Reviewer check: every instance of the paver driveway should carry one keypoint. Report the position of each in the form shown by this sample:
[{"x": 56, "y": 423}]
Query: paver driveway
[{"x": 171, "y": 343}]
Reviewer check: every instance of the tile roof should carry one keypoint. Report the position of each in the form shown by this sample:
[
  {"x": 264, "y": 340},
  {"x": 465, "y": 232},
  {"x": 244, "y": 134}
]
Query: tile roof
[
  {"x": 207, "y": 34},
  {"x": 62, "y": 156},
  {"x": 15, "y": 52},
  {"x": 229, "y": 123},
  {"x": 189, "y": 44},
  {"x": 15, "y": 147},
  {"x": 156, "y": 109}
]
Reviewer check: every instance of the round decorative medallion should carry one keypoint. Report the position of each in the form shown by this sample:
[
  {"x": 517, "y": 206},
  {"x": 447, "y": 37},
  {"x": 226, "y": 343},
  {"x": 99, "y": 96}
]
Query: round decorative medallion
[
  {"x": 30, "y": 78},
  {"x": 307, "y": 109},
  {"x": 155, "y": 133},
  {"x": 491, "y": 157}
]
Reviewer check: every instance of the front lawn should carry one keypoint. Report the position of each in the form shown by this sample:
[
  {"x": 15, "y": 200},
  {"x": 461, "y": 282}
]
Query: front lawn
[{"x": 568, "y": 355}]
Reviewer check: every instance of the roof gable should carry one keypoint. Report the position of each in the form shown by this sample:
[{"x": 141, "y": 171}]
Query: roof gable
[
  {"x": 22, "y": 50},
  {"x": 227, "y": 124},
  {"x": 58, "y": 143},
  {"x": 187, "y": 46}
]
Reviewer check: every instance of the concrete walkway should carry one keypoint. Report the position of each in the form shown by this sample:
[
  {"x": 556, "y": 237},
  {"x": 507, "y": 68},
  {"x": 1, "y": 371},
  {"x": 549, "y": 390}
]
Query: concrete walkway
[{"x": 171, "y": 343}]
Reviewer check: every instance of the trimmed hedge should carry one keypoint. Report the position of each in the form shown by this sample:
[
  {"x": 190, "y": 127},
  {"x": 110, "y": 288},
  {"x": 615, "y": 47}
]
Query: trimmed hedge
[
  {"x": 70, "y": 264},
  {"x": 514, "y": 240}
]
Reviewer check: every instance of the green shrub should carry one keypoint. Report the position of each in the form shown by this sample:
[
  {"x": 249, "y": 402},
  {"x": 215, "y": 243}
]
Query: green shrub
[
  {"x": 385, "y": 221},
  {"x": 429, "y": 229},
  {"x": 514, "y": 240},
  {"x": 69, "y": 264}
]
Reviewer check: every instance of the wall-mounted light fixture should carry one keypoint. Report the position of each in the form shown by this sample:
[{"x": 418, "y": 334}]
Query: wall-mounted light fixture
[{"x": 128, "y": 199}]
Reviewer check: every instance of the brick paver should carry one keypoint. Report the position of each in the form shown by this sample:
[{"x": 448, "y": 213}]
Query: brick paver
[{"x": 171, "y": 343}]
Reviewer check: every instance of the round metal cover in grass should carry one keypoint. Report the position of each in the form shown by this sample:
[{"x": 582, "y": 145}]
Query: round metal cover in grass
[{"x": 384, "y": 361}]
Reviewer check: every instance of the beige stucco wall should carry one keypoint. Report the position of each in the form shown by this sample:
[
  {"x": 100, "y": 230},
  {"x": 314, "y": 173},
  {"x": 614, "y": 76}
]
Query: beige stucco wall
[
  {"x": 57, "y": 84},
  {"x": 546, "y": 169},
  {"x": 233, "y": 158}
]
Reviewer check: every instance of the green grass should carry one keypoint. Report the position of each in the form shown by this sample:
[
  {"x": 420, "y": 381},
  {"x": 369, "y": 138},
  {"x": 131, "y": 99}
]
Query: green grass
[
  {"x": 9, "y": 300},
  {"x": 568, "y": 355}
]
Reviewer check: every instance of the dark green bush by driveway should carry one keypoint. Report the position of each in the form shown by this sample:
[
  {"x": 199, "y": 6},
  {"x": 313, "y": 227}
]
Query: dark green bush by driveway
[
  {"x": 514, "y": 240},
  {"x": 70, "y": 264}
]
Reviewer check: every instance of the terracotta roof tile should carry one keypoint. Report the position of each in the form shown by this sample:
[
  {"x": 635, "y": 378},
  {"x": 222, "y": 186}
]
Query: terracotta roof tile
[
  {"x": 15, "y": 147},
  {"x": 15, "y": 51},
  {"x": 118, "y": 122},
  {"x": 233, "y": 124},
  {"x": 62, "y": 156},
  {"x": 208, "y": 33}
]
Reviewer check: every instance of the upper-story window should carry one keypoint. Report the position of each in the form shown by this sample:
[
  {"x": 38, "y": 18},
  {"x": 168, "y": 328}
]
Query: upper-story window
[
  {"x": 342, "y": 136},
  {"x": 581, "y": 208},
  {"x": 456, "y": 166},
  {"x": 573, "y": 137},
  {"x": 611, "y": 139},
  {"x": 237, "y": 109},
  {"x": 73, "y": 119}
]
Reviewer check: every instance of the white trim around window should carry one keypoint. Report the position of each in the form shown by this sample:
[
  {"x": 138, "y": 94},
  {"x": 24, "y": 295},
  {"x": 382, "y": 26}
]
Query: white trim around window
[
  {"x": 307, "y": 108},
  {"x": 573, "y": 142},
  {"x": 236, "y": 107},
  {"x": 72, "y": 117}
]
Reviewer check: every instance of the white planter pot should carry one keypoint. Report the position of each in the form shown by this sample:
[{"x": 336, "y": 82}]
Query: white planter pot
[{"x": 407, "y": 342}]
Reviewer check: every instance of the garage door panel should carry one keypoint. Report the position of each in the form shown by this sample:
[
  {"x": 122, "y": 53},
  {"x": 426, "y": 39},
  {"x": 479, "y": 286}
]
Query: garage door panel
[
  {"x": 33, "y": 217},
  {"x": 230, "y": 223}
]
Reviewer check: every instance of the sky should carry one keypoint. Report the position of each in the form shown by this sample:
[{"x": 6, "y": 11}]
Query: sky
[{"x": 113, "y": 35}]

▶ **Work to do**: Rewrite the listing above with "Reviewer check" changed to "Quality check" wherever it occurs, keeping everything else the same.

▶ **Solution to this problem**:
Quality check: every instance of the paver driveway should carry one keypoint. Report the position of each in the form shown by this sample:
[{"x": 56, "y": 423}]
Query: paver driveway
[{"x": 171, "y": 343}]
Quality check: every instance of the tile roof should carry one keypoint. Report the position of each in the form shown by this sample:
[
  {"x": 264, "y": 340},
  {"x": 465, "y": 232},
  {"x": 244, "y": 134}
]
Query: tile roof
[
  {"x": 207, "y": 34},
  {"x": 62, "y": 156},
  {"x": 15, "y": 52},
  {"x": 229, "y": 123},
  {"x": 189, "y": 44},
  {"x": 15, "y": 147},
  {"x": 156, "y": 109}
]
Quality check: every instance of the round decorative medallion should carry one keypoint. Report the position of each in the form shown by this sample:
[
  {"x": 517, "y": 206},
  {"x": 447, "y": 37},
  {"x": 226, "y": 343},
  {"x": 99, "y": 96}
]
Query: round decorative medallion
[
  {"x": 30, "y": 78},
  {"x": 307, "y": 109},
  {"x": 155, "y": 133},
  {"x": 491, "y": 157}
]
Quality check: every instance of the front lawn should carry one keypoint. Report the position of each in the form shown by this sample:
[
  {"x": 15, "y": 200},
  {"x": 461, "y": 282}
]
Query: front lawn
[{"x": 568, "y": 355}]
Quality check: every instance of the roof gable should carry one keypoint. Report the position of each in the form shown by this sample:
[{"x": 141, "y": 171}]
Query: roof gable
[
  {"x": 22, "y": 50},
  {"x": 227, "y": 124},
  {"x": 58, "y": 143},
  {"x": 187, "y": 46}
]
Quality check: every instance of the concrete walkway should carry one keypoint. Report the position of each in the form shown by this sample:
[
  {"x": 556, "y": 237},
  {"x": 507, "y": 68},
  {"x": 1, "y": 371},
  {"x": 549, "y": 390}
]
Query: concrete walkway
[{"x": 171, "y": 343}]
Quality check: every instance of the trimmed hedge should carry one keypoint. Report the position of each in the form shown by this sample:
[
  {"x": 190, "y": 127},
  {"x": 110, "y": 288},
  {"x": 615, "y": 47}
]
Query: trimmed hedge
[
  {"x": 70, "y": 264},
  {"x": 514, "y": 240}
]
Quality check: every instance of the green shrub should carry one keypoint. Report the position of each in the form shown by this sample:
[
  {"x": 249, "y": 402},
  {"x": 215, "y": 243}
]
Query: green shrub
[
  {"x": 385, "y": 221},
  {"x": 429, "y": 229},
  {"x": 514, "y": 240},
  {"x": 69, "y": 264}
]
Quality check: every instance of the wall-mounted light fixture should carry one keypoint. Report the position of each in the form shown by this sample:
[{"x": 418, "y": 334}]
Query: wall-mounted light fixture
[{"x": 128, "y": 199}]
Quality check: every instance of the brick paver should carry one keypoint. Report the position of each in the form shown by this sample:
[{"x": 448, "y": 213}]
Query: brick paver
[{"x": 171, "y": 343}]
Quality check: every instance of the round metal cover in grass should carry one keypoint. Report the position of each in the form shown by this sample:
[{"x": 582, "y": 145}]
Query: round metal cover in grass
[{"x": 384, "y": 361}]
Quality check: every instance of the beige stucco wall should carry one keypoint. Report the position of each in the form shown by this sample:
[
  {"x": 100, "y": 230},
  {"x": 314, "y": 173},
  {"x": 614, "y": 76}
]
Query: beige stucco wall
[
  {"x": 57, "y": 84},
  {"x": 546, "y": 169},
  {"x": 233, "y": 158}
]
Quality check: every instance of the green grass should carry one keypoint. Report the position of each in the form shown by this sample:
[
  {"x": 420, "y": 381},
  {"x": 369, "y": 138},
  {"x": 131, "y": 99}
]
Query: green grass
[
  {"x": 9, "y": 300},
  {"x": 568, "y": 355}
]
Quality check: every instance of the dark green bush by driveway should carry one keypoint. Report the position of each in the form shown by this sample:
[
  {"x": 199, "y": 6},
  {"x": 313, "y": 227}
]
Query: dark green bush by driveway
[
  {"x": 514, "y": 240},
  {"x": 70, "y": 264}
]
Quality check: every instance of the terracotta roof tile should carry one keypoint. Report the position of each in the form shown by this sample:
[
  {"x": 635, "y": 378},
  {"x": 222, "y": 186}
]
Query: terracotta roof tile
[
  {"x": 15, "y": 147},
  {"x": 15, "y": 51},
  {"x": 118, "y": 122},
  {"x": 233, "y": 124},
  {"x": 62, "y": 156},
  {"x": 208, "y": 33}
]
Quality check: every instance of the upper-story window should carry one keypoint. Report the position of each in the form shown by this sample:
[
  {"x": 38, "y": 18},
  {"x": 168, "y": 328}
]
Query: upper-story window
[
  {"x": 342, "y": 136},
  {"x": 581, "y": 208},
  {"x": 456, "y": 166},
  {"x": 573, "y": 137},
  {"x": 611, "y": 139},
  {"x": 237, "y": 109},
  {"x": 73, "y": 119}
]
Quality check: every instance of the white trim around window should carry one keypoint. Report the position of each in the form shown by this sample:
[
  {"x": 138, "y": 94},
  {"x": 24, "y": 295},
  {"x": 382, "y": 26}
]
Query: white trim around window
[
  {"x": 307, "y": 108},
  {"x": 573, "y": 142},
  {"x": 236, "y": 107},
  {"x": 72, "y": 117}
]
Quality check: every instance of the white planter pot should carry one keypoint. Report the position of each in the form shown by this sample:
[{"x": 336, "y": 82}]
Query: white planter pot
[{"x": 407, "y": 342}]
Quality check: every instance of the garage door panel should carry one keypoint. Report the position of each in the form shown by this sample:
[
  {"x": 122, "y": 53},
  {"x": 426, "y": 39},
  {"x": 479, "y": 286}
]
Query: garage door panel
[
  {"x": 33, "y": 217},
  {"x": 230, "y": 223}
]
Quality check: every instance of the sky should carry one keypoint. Report the position of each in the form shown by this sample:
[{"x": 6, "y": 11}]
Query: sky
[{"x": 113, "y": 35}]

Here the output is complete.